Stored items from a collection
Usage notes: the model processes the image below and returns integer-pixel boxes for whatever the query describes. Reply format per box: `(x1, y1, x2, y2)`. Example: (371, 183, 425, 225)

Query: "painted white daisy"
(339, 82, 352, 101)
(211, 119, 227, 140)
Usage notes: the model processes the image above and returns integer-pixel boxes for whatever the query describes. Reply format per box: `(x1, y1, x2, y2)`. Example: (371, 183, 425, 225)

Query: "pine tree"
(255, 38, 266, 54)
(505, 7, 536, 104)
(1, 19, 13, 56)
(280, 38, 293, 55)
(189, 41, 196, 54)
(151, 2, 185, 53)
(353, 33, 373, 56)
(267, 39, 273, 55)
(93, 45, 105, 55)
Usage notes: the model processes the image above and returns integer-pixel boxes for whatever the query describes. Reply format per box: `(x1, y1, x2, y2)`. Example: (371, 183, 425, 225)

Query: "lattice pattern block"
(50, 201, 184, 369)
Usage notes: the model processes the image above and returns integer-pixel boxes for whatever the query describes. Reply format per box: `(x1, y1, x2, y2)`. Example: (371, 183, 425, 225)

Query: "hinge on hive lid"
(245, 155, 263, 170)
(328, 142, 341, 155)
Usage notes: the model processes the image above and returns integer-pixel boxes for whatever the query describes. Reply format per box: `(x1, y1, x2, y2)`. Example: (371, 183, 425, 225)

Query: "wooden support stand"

- Assignment: The records are to be duplicated in full, with every word kept exactly.

- Answer for the task:
Usage notes: the model processes the image below and returns integer-pixel boxes for whatever the query describes. Reply format per box: `(x1, y1, x2, y2)`. Example: (371, 183, 425, 225)

Query: "painted white daisy"
(339, 82, 352, 101)
(211, 119, 227, 140)
Usage notes: the model processes the image above and returns integer-pixel boxes for whatever the query describes. Reply format per box: `(x1, y1, x2, y2)`. Example: (371, 183, 425, 225)

Query: "pine tree"
(255, 38, 266, 54)
(505, 7, 536, 104)
(1, 19, 13, 56)
(280, 38, 293, 55)
(189, 41, 196, 54)
(151, 2, 185, 53)
(353, 33, 373, 56)
(267, 39, 273, 55)
(93, 45, 105, 55)
Usage notes: the model processes the image above and returns integer-pixel boxes for whatever the query describes. Reply format per box: `(x1, y1, x2, y2)`. Example: (371, 183, 425, 225)

Query: "lattice pattern block"
(50, 201, 184, 369)
Usage notes: the model processes the image above and returns integer-pixel boxes for whatever the query describes. Reply format per box: `(x1, y1, x2, y2)`. Example: (371, 183, 425, 225)

Query: "hinge on hive lid"
(245, 155, 263, 170)
(328, 142, 341, 155)
Usage notes: the model processes the image above and returns integer-pixel boxes for whatever the query describes. Reply format per box: `(x1, y1, x2, y2)`. Example: (371, 183, 425, 225)

Query: "wooden support stand"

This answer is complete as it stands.